- Dataset records -

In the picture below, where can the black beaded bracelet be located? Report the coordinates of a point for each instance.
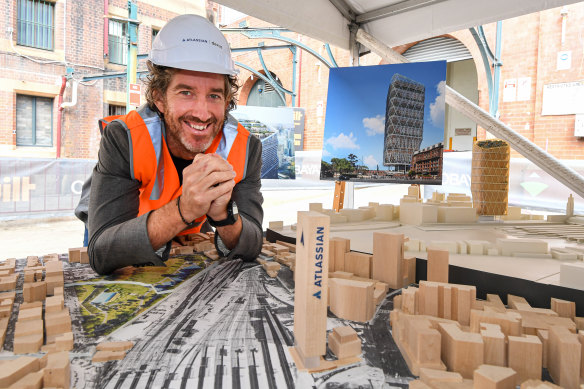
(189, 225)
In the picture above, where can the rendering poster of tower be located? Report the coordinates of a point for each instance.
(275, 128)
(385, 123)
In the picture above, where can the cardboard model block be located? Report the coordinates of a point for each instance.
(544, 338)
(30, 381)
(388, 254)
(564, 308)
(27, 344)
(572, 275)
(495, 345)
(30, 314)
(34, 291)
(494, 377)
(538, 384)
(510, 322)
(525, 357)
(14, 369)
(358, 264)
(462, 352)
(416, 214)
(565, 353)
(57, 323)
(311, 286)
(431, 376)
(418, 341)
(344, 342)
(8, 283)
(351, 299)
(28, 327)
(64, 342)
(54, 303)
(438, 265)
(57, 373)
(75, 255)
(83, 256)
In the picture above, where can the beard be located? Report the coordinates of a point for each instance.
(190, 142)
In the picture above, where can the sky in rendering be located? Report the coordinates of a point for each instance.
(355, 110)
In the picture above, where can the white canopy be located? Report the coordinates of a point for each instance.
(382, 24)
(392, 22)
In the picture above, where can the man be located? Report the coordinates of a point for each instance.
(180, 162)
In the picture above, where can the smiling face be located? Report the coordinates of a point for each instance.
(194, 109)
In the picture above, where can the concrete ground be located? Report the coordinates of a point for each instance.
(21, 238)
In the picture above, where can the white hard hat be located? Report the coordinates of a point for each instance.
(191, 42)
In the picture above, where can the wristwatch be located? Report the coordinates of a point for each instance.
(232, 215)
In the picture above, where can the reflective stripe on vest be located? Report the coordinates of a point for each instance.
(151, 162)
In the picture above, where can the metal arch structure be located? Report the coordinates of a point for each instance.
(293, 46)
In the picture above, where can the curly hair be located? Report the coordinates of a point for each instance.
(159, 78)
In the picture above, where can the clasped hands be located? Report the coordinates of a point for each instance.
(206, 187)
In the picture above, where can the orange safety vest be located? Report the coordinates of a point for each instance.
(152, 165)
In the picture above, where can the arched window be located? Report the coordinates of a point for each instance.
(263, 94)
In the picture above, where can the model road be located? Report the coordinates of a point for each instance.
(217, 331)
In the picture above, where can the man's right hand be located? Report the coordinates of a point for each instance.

- What to work on -
Please write out the lines that run from the one with "In the picture above, where can the wristwatch" to the end of the records, both included, exactly as they appear.

- Exercise output -
In the picture above, where can the wristwatch be located? Report the coordinates of a point for each instance.
(232, 215)
In the picture above, where can the reflective stripe on vest be located? Report the coordinates of a point for each instance.
(151, 162)
In the picture above, where can the metal arch structure be located? Report the coordinates of a point for each instance.
(293, 46)
In the picture above, where can the curly hair be located? Report the coordinates of a point for each instance.
(159, 78)
In the picture above, where can the clasped hands be located? Report the coordinates of a point for each instance.
(206, 187)
In the picture above, where can the orange safety vest be located? Report the coordinates of a point for each instance.
(152, 165)
In the picture above, where can the arched window be located? Report the coordinates of a point for each instance.
(263, 94)
In the picture above, where can the model road be located? Report the coordinates of a point for each instance.
(217, 331)
In the picture above, where can the man's right hand be located? Report the coordinates of a point for each instance.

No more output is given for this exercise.